Data listing
╭──

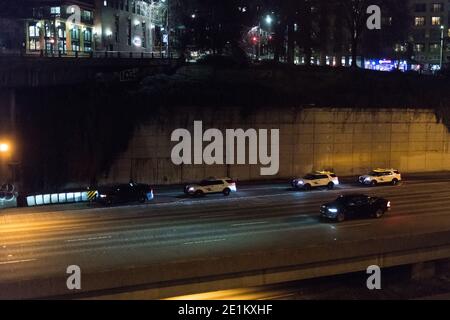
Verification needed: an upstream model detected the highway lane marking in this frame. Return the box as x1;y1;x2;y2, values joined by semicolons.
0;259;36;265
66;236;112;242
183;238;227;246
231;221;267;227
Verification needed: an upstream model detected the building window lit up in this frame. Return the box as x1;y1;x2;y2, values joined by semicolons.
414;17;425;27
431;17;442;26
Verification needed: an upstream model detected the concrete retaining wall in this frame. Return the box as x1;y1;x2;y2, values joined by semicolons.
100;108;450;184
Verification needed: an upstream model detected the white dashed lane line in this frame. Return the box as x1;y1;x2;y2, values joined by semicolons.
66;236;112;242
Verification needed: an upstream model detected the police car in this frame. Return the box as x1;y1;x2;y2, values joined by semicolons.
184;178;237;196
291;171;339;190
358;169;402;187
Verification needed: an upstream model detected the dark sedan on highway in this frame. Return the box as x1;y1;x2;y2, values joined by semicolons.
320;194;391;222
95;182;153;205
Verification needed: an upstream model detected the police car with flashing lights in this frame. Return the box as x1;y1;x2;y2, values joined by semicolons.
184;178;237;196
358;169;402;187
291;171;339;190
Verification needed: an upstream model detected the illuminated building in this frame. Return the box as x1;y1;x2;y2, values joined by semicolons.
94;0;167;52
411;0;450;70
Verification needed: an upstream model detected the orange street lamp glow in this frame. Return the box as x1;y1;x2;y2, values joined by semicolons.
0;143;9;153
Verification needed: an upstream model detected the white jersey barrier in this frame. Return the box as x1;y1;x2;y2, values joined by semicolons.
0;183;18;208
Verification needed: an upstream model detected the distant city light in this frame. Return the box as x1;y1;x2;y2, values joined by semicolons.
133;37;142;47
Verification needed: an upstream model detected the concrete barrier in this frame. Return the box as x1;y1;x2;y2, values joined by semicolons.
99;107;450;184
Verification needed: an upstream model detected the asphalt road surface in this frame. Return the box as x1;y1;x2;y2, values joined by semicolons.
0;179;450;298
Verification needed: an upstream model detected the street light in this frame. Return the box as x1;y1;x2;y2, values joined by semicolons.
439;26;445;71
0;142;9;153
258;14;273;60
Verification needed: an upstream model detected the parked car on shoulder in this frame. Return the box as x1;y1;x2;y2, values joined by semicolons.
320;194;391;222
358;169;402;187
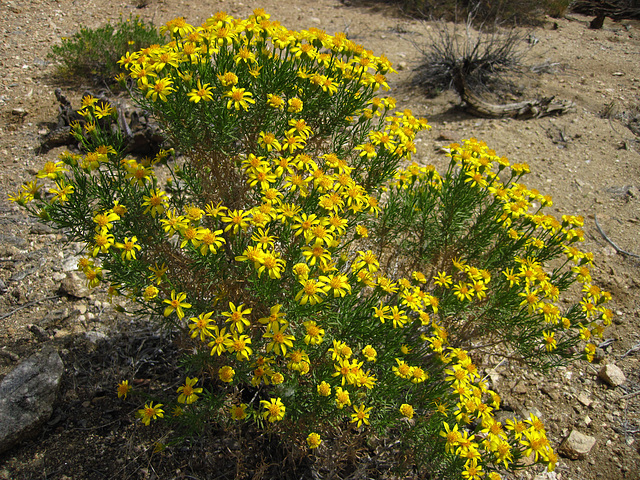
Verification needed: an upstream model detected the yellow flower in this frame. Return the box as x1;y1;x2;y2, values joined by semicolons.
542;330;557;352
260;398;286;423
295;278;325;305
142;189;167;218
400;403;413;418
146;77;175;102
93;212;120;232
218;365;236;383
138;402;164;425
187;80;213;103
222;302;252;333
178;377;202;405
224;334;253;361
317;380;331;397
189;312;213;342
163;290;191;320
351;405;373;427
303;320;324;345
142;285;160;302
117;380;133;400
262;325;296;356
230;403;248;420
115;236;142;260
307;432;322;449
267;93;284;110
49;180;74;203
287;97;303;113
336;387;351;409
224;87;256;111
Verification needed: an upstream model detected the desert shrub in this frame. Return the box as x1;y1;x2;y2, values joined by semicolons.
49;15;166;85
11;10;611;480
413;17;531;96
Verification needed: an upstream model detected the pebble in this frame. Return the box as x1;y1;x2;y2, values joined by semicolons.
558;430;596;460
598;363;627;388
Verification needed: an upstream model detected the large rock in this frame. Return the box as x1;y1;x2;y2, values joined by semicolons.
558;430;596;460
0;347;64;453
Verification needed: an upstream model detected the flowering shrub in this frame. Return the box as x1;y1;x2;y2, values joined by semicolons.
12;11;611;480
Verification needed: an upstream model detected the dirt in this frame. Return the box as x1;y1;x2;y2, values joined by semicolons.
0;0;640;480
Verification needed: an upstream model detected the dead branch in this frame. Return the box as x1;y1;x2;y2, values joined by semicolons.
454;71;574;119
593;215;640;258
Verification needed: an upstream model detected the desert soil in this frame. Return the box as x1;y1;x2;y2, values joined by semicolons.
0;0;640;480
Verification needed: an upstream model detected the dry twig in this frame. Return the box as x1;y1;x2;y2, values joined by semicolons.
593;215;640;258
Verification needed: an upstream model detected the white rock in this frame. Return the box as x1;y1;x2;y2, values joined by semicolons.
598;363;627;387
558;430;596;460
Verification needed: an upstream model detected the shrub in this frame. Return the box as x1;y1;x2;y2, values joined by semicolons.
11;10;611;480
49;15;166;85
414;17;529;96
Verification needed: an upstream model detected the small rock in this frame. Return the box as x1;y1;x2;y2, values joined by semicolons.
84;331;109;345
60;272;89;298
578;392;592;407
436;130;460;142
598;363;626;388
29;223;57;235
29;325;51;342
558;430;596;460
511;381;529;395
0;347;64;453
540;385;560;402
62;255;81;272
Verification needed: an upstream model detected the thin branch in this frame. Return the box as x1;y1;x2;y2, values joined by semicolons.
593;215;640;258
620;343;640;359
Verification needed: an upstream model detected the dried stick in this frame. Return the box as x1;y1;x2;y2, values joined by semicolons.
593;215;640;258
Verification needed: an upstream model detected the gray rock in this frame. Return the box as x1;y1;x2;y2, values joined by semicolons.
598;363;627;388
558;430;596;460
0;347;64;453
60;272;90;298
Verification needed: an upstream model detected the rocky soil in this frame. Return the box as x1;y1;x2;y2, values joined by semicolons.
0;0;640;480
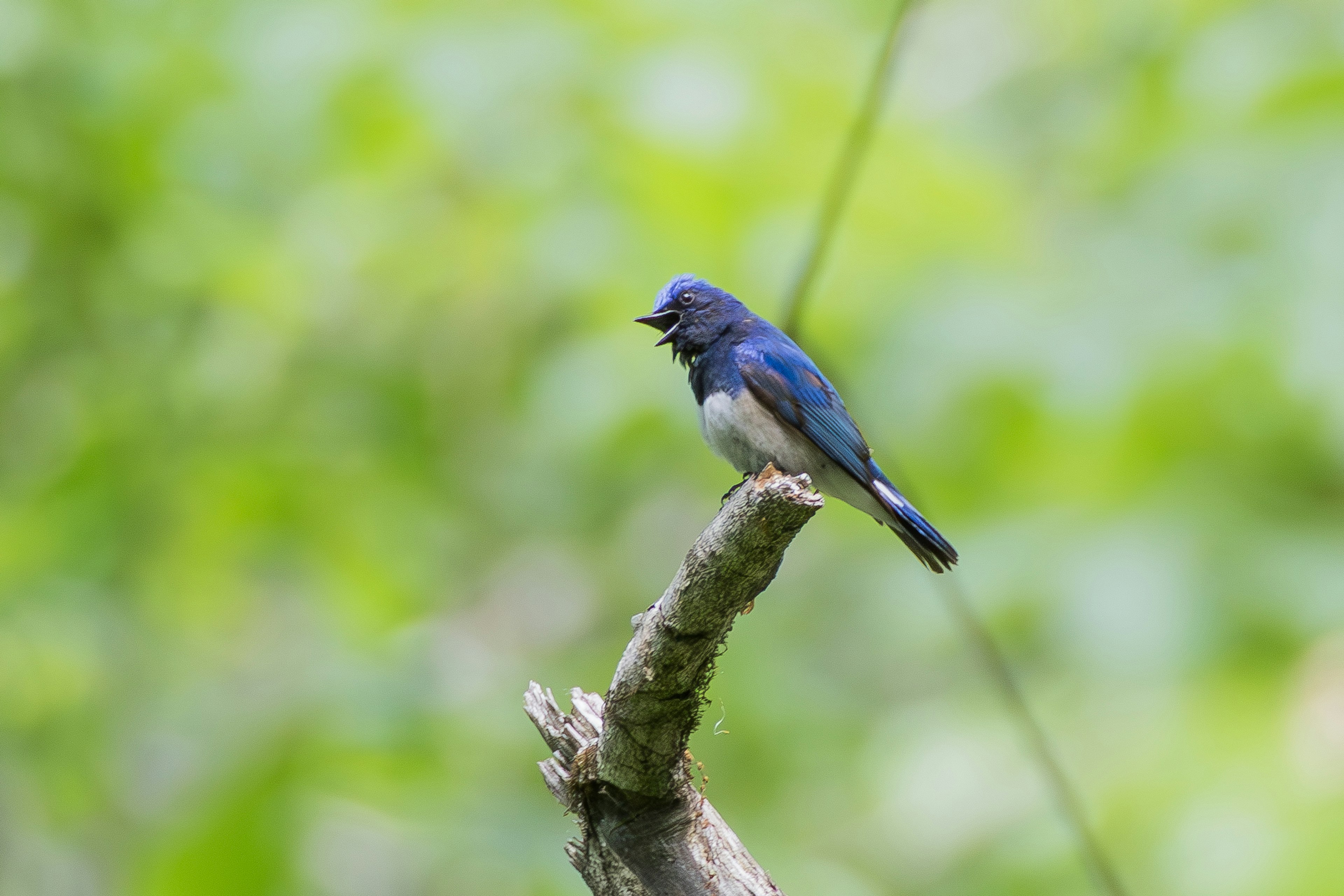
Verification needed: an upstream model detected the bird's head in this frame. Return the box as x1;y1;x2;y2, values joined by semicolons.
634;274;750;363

╰──
╭──

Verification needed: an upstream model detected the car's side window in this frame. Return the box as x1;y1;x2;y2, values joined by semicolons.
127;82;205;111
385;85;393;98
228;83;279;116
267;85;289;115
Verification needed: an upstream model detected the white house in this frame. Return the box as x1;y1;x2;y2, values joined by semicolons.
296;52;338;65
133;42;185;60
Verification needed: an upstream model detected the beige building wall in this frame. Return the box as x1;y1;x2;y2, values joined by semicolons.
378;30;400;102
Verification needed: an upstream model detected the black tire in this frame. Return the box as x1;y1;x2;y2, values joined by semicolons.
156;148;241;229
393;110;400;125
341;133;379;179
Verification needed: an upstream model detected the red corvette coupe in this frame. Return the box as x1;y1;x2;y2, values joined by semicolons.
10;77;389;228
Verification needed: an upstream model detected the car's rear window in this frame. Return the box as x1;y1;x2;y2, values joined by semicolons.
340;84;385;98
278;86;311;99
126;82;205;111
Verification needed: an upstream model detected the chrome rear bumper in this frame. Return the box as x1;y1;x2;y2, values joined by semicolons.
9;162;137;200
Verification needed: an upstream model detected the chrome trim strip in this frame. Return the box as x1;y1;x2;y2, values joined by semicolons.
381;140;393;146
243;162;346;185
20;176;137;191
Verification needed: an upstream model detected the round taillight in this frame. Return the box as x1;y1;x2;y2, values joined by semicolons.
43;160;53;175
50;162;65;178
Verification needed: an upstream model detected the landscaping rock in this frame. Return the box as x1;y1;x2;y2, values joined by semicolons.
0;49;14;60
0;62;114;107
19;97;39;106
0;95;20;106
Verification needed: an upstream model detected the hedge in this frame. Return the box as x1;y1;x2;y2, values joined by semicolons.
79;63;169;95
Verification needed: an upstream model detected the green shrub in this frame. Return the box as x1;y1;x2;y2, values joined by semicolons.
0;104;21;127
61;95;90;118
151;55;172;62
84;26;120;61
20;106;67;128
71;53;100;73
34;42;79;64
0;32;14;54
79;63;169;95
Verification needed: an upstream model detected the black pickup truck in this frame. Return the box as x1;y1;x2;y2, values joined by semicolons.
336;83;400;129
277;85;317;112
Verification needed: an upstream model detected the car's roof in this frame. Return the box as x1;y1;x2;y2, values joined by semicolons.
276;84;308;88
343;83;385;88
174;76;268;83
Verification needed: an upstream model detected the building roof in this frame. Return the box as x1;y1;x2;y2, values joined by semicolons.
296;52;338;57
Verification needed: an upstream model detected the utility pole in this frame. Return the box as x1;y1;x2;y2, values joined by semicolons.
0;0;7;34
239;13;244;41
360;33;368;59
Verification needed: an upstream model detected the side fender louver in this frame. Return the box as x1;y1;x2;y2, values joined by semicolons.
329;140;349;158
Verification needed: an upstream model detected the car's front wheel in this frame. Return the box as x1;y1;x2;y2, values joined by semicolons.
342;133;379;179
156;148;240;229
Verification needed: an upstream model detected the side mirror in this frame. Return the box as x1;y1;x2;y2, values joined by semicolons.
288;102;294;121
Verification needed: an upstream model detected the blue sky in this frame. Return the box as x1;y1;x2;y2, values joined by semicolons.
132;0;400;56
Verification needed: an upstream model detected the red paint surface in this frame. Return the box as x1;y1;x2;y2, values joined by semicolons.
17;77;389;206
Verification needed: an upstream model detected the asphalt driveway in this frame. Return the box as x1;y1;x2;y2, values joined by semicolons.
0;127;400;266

╰──
╭──

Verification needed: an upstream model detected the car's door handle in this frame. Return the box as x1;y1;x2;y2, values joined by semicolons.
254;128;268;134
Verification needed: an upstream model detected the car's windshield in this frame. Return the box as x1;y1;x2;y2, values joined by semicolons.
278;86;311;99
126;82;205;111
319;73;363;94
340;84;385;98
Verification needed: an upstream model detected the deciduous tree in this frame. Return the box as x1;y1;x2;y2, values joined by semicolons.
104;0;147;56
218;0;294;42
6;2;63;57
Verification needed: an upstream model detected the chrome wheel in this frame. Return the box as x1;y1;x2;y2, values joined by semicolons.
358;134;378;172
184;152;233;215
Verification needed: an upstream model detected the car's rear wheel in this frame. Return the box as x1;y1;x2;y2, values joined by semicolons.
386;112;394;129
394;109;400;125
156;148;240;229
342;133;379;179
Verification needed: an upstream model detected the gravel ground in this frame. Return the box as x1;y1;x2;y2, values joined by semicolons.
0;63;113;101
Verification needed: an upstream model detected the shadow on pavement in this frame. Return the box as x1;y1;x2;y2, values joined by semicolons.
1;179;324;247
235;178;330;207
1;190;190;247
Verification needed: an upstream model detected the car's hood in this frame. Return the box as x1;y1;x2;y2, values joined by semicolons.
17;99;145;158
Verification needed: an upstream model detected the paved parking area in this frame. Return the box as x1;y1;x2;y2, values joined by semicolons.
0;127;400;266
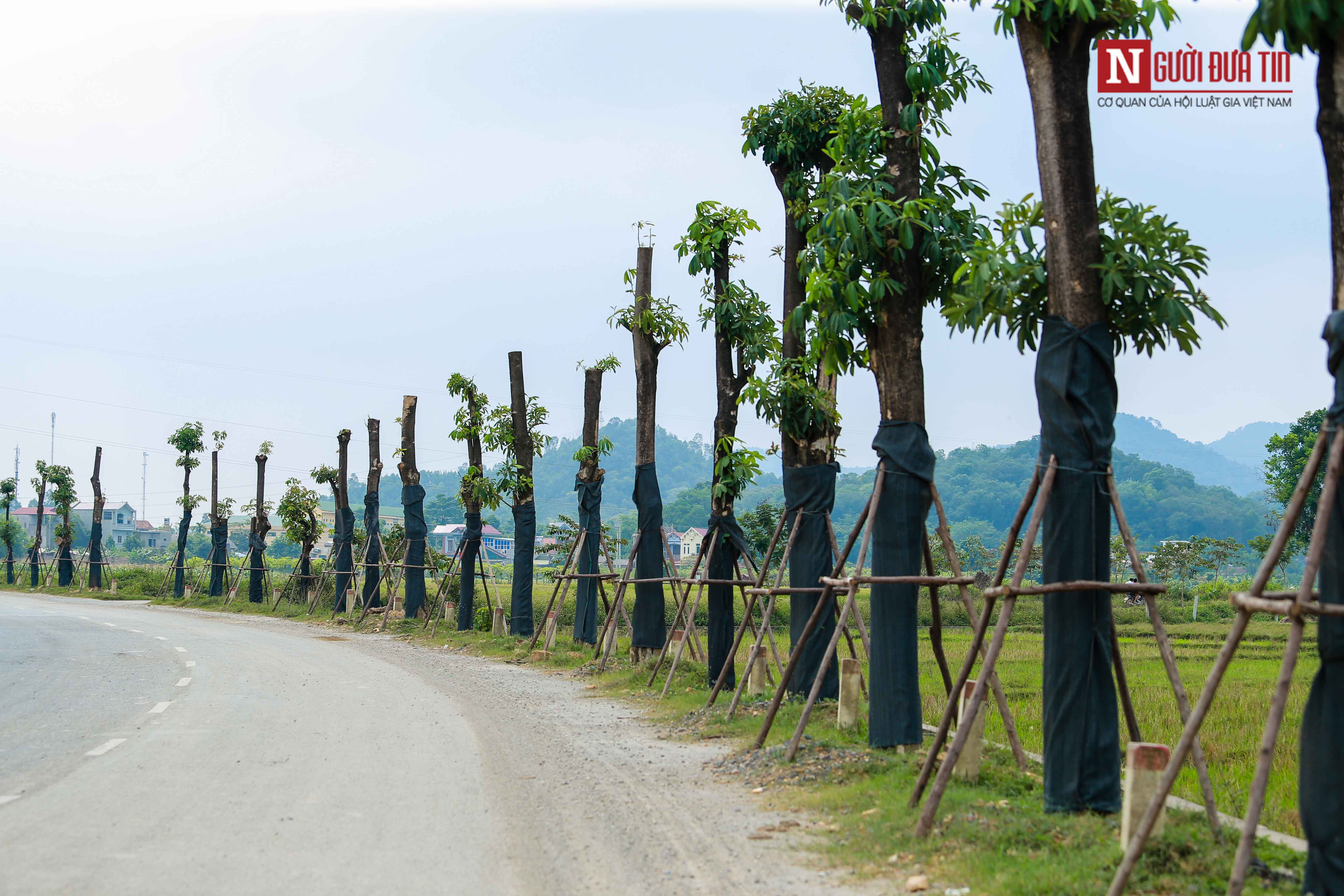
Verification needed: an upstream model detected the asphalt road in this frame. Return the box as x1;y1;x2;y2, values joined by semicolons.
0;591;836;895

╰──

THE REQUEST: Please write out, word for word, the lines of the material above from the one holding "Verification needed: an upstream model detected the highway" to the one holding "431;17;442;26", inclusive.

WRITTEN SOLUTION:
Verification needed: an upstream model detected the highway lane marking in this frame. Return the box as x1;y1;x2;y2, values joined by semicolons.
0;259;36;265
66;236;112;242
183;238;227;246
231;221;267;227
Verification needed: an upstream model detected the building window lit up in this frame. Return the box as x1;y1;x2;y2, values joined by semicolons.
414;17;425;27
431;17;442;26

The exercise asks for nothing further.